Exercise material -
-- Opening Marker --

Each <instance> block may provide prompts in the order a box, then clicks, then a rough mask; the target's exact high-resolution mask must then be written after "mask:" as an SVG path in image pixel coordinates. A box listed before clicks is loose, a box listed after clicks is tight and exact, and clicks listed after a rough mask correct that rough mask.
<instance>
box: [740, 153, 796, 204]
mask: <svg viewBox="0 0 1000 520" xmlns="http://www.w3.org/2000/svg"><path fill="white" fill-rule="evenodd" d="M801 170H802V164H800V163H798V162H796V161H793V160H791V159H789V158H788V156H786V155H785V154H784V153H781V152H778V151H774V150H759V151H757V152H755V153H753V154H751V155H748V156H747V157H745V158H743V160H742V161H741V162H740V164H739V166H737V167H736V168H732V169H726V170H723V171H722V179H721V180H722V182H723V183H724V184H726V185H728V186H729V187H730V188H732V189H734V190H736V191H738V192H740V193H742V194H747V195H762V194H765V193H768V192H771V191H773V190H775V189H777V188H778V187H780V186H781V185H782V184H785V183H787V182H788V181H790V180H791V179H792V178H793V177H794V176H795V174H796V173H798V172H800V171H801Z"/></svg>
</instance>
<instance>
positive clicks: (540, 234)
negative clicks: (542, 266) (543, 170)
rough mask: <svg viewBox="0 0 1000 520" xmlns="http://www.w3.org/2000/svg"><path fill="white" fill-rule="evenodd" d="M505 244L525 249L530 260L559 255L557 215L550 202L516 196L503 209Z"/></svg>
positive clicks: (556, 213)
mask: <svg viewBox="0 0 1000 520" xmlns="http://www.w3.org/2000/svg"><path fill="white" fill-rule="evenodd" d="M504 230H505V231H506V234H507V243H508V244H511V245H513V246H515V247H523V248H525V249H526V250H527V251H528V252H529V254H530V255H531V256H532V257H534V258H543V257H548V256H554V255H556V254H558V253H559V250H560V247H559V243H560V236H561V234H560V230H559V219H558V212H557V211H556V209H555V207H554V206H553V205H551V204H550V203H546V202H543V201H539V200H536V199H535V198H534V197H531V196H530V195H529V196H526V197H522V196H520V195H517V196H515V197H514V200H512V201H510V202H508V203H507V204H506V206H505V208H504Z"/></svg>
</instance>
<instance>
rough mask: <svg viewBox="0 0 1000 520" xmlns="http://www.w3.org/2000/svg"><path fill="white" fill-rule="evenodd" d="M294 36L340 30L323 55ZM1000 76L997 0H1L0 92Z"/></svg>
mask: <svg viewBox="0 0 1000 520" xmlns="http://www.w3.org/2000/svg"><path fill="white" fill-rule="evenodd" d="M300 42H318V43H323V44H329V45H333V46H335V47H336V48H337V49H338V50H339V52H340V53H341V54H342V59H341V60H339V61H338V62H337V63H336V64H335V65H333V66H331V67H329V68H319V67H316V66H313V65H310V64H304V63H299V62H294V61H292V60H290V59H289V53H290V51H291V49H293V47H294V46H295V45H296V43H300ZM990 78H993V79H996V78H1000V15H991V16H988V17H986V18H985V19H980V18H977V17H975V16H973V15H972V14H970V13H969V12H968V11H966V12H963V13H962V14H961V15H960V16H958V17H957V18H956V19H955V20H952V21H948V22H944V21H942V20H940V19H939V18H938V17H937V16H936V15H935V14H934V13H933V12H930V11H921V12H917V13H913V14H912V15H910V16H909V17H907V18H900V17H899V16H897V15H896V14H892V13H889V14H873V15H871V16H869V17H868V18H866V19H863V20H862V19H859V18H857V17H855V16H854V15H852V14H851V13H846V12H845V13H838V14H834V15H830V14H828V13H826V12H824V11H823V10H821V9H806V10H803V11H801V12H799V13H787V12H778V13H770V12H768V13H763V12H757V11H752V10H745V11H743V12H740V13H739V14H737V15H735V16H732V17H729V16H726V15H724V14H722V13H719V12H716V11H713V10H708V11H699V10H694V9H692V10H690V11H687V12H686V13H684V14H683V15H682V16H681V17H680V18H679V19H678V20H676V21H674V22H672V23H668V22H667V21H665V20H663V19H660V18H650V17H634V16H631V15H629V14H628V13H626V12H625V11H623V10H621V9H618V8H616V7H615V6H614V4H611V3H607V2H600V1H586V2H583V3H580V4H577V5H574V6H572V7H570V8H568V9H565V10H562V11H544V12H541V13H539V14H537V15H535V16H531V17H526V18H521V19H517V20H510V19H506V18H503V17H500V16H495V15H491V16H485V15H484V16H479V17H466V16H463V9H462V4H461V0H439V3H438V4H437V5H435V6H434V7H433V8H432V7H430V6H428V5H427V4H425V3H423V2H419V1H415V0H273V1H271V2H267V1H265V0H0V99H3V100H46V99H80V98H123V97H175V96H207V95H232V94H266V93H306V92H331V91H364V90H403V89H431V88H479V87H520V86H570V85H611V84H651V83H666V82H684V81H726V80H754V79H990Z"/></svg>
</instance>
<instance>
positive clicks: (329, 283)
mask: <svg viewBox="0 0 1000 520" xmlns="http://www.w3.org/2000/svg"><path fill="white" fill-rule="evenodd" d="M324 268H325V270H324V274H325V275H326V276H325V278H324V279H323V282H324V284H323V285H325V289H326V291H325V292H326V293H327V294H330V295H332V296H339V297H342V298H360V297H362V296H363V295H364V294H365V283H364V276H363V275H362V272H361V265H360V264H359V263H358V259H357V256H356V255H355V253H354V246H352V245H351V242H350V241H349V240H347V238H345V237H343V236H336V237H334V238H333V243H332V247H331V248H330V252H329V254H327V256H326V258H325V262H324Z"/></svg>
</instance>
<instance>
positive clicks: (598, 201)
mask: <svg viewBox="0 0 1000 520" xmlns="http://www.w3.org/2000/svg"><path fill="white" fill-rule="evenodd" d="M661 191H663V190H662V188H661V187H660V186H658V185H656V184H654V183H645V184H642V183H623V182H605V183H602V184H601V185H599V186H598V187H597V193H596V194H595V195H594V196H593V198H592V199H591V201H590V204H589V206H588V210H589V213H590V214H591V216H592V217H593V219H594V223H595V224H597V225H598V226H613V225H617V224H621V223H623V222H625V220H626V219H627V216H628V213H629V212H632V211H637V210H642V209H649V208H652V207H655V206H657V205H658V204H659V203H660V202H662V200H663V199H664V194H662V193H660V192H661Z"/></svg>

-- Closing Marker --

Task directions - Extract the first line above and each line after it up to and including the one with "244L525 249L530 260L559", please, exactly and with nothing else.

Reply -
Each <instance> block may provide prompts in the order a box, then clicks, then a rough mask; the target's exact high-resolution mask must then be written after "mask:" as an SVG path in image pixel coordinates. A box listed before clicks is loose, a box listed after clicks is tight and exact, and clicks listed after a rough mask correct that rough mask.
<instance>
box: [740, 153, 796, 204]
mask: <svg viewBox="0 0 1000 520" xmlns="http://www.w3.org/2000/svg"><path fill="white" fill-rule="evenodd" d="M801 170H802V164H800V163H798V162H796V161H793V160H791V159H789V158H788V156H786V155H785V154H784V153H781V152H778V151H774V150H759V151H757V152H755V153H753V154H751V155H748V156H747V157H745V158H743V160H742V161H741V162H740V164H739V166H737V167H736V168H732V169H726V170H723V171H722V179H721V180H722V182H723V183H724V184H726V185H728V186H729V187H730V188H732V189H734V190H736V191H738V192H740V193H742V194H747V195H762V194H765V193H768V192H771V191H773V190H775V189H777V188H778V187H780V186H781V185H782V184H785V183H787V182H788V181H790V180H791V179H792V178H793V177H794V176H795V174H796V173H798V172H800V171H801Z"/></svg>
</instance>
<instance>
positive clicks: (540, 234)
negative clicks: (542, 266) (543, 170)
rough mask: <svg viewBox="0 0 1000 520" xmlns="http://www.w3.org/2000/svg"><path fill="white" fill-rule="evenodd" d="M505 244L525 249L530 260L559 255L557 215L550 202L516 196L503 209Z"/></svg>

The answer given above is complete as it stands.